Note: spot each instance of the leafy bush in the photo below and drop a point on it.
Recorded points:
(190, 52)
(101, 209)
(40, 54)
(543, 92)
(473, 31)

== What you are asked to do ==
Recopy the entries above exactly, with every line included.

== Solution to this exercise ==
Note: spot each instance of the leafy bush in the photo below and drop a point on it.
Recorded points:
(190, 52)
(101, 209)
(40, 54)
(543, 92)
(473, 31)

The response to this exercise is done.